[Some records]
start

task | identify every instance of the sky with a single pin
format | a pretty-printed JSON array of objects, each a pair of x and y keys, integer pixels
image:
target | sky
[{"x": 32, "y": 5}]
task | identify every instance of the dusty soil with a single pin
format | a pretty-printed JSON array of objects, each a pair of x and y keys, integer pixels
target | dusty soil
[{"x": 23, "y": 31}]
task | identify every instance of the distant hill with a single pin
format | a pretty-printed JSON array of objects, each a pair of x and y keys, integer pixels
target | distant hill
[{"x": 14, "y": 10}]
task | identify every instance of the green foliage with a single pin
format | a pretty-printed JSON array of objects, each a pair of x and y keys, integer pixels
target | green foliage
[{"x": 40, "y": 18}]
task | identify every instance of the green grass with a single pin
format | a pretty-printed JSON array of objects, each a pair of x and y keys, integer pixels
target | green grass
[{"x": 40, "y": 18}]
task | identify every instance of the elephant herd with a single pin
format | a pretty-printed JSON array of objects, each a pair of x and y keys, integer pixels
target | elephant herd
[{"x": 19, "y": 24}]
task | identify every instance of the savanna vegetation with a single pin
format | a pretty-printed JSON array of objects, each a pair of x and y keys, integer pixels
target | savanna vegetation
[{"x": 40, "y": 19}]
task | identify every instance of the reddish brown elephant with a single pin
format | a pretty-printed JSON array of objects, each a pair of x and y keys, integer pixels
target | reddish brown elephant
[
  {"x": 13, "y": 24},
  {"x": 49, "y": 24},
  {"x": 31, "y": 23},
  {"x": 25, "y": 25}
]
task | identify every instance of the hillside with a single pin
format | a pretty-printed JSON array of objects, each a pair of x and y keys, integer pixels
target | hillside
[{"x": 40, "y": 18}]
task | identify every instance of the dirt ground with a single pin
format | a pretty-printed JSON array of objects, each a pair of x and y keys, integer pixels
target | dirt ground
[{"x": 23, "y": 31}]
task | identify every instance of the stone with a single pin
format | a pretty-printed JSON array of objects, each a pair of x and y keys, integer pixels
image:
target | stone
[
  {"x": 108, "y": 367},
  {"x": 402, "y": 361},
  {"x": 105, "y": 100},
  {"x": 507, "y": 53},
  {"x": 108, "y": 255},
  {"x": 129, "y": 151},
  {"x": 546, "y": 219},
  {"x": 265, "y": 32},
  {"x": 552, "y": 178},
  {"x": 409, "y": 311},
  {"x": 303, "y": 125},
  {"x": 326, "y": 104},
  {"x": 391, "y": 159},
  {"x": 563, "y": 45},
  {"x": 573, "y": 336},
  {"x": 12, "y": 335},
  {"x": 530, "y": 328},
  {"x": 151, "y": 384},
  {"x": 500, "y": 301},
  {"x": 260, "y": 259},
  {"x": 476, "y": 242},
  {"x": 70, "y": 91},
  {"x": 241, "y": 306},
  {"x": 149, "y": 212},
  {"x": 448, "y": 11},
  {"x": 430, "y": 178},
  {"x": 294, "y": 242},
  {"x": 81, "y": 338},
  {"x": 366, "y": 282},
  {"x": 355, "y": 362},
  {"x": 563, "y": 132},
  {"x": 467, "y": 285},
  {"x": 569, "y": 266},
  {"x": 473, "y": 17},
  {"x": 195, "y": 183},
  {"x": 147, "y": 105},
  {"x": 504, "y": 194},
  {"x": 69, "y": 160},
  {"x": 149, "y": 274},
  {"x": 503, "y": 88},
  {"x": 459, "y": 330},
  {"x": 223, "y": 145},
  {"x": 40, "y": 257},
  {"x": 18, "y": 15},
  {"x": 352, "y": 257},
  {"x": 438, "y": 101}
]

end

TASK REQUIREMENTS
Reproduce without alteration everything from the line that contains "task | identify every instance of the dirt" down to the end of the records, with both ends included.

TASK ANSWER
task | identify every instance of the dirt ground with a single pin
format | a pretty-printed JSON array of objects, each a pair of x and y keys, integer pixels
target | dirt ground
[{"x": 23, "y": 31}]
task | identify every instance of the stone with a single pin
format | a pretty-printed JSON array of objects, each a pair of x and y keys, integer pixels
image:
target | stone
[
  {"x": 108, "y": 367},
  {"x": 402, "y": 361},
  {"x": 105, "y": 100},
  {"x": 507, "y": 53},
  {"x": 108, "y": 255},
  {"x": 129, "y": 151},
  {"x": 546, "y": 219},
  {"x": 265, "y": 32},
  {"x": 552, "y": 178},
  {"x": 409, "y": 311},
  {"x": 303, "y": 125},
  {"x": 326, "y": 104},
  {"x": 391, "y": 159},
  {"x": 563, "y": 45},
  {"x": 573, "y": 336},
  {"x": 12, "y": 335},
  {"x": 530, "y": 328},
  {"x": 151, "y": 384},
  {"x": 500, "y": 301},
  {"x": 260, "y": 259},
  {"x": 476, "y": 242},
  {"x": 70, "y": 91},
  {"x": 241, "y": 306},
  {"x": 149, "y": 212},
  {"x": 448, "y": 11},
  {"x": 430, "y": 178},
  {"x": 294, "y": 242},
  {"x": 81, "y": 338},
  {"x": 366, "y": 282},
  {"x": 355, "y": 362},
  {"x": 563, "y": 132},
  {"x": 467, "y": 285},
  {"x": 569, "y": 266},
  {"x": 473, "y": 17},
  {"x": 195, "y": 183},
  {"x": 147, "y": 105},
  {"x": 504, "y": 194},
  {"x": 69, "y": 160},
  {"x": 149, "y": 274},
  {"x": 503, "y": 88},
  {"x": 459, "y": 330},
  {"x": 223, "y": 145},
  {"x": 40, "y": 257},
  {"x": 18, "y": 15},
  {"x": 352, "y": 257},
  {"x": 438, "y": 101}
]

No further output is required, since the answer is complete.